- **TEXTO**
Corretor do futuro: algoritmos sozinhos não fecham negócios

Profissionais usam as tecnologias a seu favor e mantêm a empatia como um dos diferenciais competitivos para fechar as vendas

Por Redação em 20 de dezembro de 2021 6 minutos de leitura

O Brasil tem cerca de 460 mil corretores imobiliários credenciados em um dos Conselhos Regionais de Corretores de Imóveis (Creci). Os dados indicam que se trata do segundo maior contingente regulamentado desse tipo de profissional no mundo. Somente a National Association of Realtors (NRA), dos Estados Unidos, congrega um número maior de corretores, com 1,5 milhão de pessoas. E mais: desde 2015 até outubro último, o número de corretores credenciados no país teria aumentado em 30%, segundo o Conselho Federal de Corretores de Imóveis (Cofeci), entidade que reúne os conselhos regionais. 

A tendência de crescimento mostra que o mercado sinaliza também para um perfil diferenciado, com forte aderência às novas tecnologias digitais ao corretor do futuro.

Um levantamento do conselho paulista, feito em 2021, mostra que 84,8% dos corretores imobiliários entrevistados acreditam que vão estar totalmente imersos nos recursos digitais nos próximos três anos. E para três em cada quatro deles, as novas tecnologias vão impactar fortemente na realização de negócios. Somente 2,3% dos pesquisados avaliam que não haverá mudanças na profissão com a transformação digital e 1,6% não pretendem mudar seu formato de trabalho nos próximos três anos.

- **DADOS EXTRAÍDOS**
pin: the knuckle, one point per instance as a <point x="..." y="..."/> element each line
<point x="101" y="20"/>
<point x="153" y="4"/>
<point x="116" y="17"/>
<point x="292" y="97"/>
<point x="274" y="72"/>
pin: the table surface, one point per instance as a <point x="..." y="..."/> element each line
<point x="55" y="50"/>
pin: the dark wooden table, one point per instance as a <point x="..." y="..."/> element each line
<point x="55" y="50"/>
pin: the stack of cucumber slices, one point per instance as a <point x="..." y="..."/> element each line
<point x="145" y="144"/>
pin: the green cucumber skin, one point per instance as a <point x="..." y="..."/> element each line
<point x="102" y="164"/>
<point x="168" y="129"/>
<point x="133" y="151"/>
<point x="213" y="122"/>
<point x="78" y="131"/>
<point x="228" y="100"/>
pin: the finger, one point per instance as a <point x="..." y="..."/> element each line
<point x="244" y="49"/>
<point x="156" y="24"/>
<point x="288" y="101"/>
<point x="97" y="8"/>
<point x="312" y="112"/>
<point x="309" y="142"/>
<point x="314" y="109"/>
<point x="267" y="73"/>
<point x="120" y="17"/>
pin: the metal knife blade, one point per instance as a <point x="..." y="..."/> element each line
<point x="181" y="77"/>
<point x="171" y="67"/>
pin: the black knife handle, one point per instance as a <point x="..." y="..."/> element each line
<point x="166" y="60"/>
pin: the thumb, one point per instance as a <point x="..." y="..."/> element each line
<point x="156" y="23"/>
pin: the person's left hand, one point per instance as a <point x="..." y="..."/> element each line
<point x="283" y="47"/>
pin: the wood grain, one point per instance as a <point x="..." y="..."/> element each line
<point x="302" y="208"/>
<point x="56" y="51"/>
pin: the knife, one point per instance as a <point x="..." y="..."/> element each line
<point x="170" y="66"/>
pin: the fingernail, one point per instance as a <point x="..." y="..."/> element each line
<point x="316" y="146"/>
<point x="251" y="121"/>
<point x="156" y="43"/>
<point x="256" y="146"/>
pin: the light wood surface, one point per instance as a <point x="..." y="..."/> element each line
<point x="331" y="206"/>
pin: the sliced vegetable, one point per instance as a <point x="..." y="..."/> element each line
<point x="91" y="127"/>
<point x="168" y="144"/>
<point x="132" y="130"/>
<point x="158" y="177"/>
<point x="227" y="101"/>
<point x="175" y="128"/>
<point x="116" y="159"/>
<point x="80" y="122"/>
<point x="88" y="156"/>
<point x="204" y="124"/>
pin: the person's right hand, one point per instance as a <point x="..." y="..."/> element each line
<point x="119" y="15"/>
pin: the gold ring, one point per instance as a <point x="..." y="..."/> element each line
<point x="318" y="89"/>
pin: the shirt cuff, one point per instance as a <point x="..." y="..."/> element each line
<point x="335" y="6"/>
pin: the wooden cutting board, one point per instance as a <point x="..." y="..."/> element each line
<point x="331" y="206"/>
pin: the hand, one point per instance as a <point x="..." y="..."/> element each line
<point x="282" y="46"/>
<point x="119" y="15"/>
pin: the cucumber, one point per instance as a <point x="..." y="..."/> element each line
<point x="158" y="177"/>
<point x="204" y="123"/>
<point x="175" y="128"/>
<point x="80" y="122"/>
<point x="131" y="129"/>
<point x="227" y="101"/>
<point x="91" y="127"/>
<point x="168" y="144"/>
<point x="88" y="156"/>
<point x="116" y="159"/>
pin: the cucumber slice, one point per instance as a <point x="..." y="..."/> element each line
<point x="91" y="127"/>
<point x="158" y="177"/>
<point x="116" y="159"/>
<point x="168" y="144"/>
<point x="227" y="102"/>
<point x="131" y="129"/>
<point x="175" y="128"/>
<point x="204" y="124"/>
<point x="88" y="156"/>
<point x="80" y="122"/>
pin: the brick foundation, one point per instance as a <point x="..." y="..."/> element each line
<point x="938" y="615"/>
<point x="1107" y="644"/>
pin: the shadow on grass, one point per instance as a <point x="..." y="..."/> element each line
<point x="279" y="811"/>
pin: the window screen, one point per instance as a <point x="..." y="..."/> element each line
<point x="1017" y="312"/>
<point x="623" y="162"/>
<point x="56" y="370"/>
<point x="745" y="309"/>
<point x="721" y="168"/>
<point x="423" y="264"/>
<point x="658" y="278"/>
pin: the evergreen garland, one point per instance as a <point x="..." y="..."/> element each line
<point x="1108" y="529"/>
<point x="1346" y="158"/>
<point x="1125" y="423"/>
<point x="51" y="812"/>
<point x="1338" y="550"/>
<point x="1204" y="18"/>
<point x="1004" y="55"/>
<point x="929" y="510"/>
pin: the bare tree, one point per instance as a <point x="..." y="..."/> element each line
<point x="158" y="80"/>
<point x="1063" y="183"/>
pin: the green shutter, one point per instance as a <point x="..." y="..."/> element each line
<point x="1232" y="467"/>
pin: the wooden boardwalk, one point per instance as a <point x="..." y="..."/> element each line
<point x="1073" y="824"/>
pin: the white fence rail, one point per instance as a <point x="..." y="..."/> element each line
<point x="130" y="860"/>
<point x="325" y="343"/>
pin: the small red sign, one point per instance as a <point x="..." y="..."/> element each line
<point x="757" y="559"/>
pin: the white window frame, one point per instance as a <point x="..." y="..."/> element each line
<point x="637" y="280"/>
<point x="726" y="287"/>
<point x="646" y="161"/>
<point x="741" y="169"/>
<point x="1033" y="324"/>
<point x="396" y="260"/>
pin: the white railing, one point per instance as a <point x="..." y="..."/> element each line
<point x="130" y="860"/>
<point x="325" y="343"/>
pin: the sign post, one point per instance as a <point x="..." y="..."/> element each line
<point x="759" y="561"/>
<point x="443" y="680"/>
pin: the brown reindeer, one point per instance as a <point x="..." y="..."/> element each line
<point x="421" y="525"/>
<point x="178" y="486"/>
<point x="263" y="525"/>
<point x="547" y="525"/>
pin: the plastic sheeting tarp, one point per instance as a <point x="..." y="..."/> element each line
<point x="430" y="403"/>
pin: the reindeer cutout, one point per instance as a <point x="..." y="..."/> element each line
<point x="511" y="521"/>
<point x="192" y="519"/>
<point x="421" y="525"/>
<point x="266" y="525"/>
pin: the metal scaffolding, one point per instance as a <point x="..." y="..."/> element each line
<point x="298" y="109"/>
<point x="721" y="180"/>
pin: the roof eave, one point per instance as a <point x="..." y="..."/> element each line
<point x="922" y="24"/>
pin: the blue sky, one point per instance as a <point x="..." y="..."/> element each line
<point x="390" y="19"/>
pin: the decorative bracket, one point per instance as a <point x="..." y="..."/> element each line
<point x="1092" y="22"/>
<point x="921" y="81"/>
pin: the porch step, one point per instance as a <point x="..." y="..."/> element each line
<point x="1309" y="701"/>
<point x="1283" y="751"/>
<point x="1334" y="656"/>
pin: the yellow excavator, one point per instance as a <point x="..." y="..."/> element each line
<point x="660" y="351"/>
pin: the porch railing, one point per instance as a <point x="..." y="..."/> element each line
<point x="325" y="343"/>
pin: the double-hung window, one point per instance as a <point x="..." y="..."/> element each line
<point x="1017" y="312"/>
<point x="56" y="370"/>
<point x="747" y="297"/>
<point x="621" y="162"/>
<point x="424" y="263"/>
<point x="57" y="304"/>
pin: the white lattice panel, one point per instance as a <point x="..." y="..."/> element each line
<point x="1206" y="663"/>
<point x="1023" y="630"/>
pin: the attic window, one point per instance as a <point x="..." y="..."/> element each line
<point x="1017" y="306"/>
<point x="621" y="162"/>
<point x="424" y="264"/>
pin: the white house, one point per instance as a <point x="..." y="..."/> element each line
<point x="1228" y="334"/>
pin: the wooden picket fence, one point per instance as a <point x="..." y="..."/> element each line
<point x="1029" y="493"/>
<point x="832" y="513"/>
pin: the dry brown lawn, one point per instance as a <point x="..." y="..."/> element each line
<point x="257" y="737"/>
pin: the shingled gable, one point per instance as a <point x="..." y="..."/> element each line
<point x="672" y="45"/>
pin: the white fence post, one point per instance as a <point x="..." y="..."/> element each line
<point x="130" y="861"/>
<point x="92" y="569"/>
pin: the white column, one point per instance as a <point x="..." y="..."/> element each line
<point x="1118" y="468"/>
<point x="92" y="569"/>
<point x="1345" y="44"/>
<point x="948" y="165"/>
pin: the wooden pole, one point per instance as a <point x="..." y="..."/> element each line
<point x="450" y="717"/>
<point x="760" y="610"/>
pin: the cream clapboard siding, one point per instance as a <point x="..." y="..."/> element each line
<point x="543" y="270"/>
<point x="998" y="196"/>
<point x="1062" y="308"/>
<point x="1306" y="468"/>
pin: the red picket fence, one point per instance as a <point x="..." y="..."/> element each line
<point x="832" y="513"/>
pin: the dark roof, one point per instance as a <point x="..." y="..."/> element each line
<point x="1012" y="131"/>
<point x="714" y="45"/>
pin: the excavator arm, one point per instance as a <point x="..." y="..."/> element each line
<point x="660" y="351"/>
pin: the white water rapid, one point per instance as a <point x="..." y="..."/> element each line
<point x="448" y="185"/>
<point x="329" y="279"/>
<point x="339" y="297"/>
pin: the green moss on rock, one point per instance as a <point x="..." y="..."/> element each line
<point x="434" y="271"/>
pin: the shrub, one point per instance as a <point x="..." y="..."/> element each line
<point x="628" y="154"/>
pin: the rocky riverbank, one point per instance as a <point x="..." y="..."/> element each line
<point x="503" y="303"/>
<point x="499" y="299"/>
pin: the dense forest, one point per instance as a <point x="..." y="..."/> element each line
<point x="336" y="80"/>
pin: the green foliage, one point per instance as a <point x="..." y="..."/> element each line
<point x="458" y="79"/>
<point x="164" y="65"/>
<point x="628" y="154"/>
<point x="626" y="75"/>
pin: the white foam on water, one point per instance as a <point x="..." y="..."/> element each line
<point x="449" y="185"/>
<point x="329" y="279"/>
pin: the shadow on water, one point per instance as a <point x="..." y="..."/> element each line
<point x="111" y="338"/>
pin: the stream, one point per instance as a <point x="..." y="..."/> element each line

- **PROBLEMAS A RESOLVER**
1 – Reproduza do texto sobre corretores imobiliários o trecho que começa nas palavras que contêm "A tendência de" e termina em "trabalho nos próximos três anos.".
2 – Responda às perguntas abaixo com base no texto sobre corretores imobiliários.
(a) Quantos corretores imobiliários credenciados existem no Brasil, aproximadamente?
(b) Qual entidade dos Estados Unidos congrega um número maior de corretores que o Brasil?
(c) No levantamento do conselho paulista de 2021, que porcentagem dos corretores entrevistados acredita que vai estar totalmente imersa nos recursos digitais nos próximos três anos?
3 – Escreva a continuação do texto sobre corretores imobiliários a partir do ponto em que ele para.

- **RESULTADOS FINAIS**
1 –
A tendência de crescimento mostra que o mercado sinaliza também para um perfil diferenciado, com forte aderência às novas tecnologias digitais ao corretor do futuro.

Um levantamento do conselho paulista, feito em 2021, mostra que 84,8% dos corretores imobiliários entrevistados acreditam que vão estar totalmente imersos nos recursos digitais nos próximos três anos. E para três em cada quatro deles, as novas tecnologias vão impactar fortemente na realização de negócios. Somente 2,3% dos pesquisados avaliam que não haverá mudanças na profissão com a transformação digital e 1,6% não pretendem mudar seu formato de trabalho nos próximos três anos.

2 –
(a) Cerca de 460 mil.
(b) A National Association of Realtors (NRA).
(c) 84,8%.

3 –
Digitalização é aliada da corretagem

A digitalização, por outro lado, não deve eliminar a profissão na opinião de João Teodoro da Silva, presidente do Cofeci. “Desde a popularização da internet no Brasil, inúmeros portais têm se aventurado na intenção de substituir o trabalho humano de corretagem de imóveis”, argumentou num artigo publicado em outubro deste ano. “Todos sucumbiram. A mediação de negócios é fundamentalmente emocional”, completou. Segundo ele, algumas inovações incomodam. É o caso da participação de síndicos e porteiros como negociadores. E o mesmo acontece com a entrada de startups no nicho de corretagem.

Sessenta por cento dos corretores têm curso superior 

Em entrevista ao Habitability, João Teodoro destacou que entrantes como porteiros, síndicos e startups – em contraponto a corretores profissionais – devem ser contextualizados. No primeiro caso, ele lembra que a negociação de compra ou venda de imóveis exige conhecimento, principalmente pela burocracia brasileira. 

João Teodoro – Cofeci

Cerca de 60% dos profissionais credenciados ao sistema Creci-Cofeci têm curso superior, o que reforçaria o perfil consultivo necessário ao exercício da corretagem. No caso das startups, João Teodoro lembra que muitas atropelam as regras, em um mercado onde as regras são fundamentais. 

“O mercado imobiliário é mais complexo do que se aproximar duas partes, ou seja, quem quer vender e quem quer comprar”, resume João Teodoro. Ele destaca que existe a necessidade de conhecer a documentação necessária para as operações de compra e venda e só um profissional consegue fazer isso sem atropelar as regras. Para ele, a tecnologia veio somar e o corretor do futuro vai agregar cada vez mais recursos ao seu dia a dia.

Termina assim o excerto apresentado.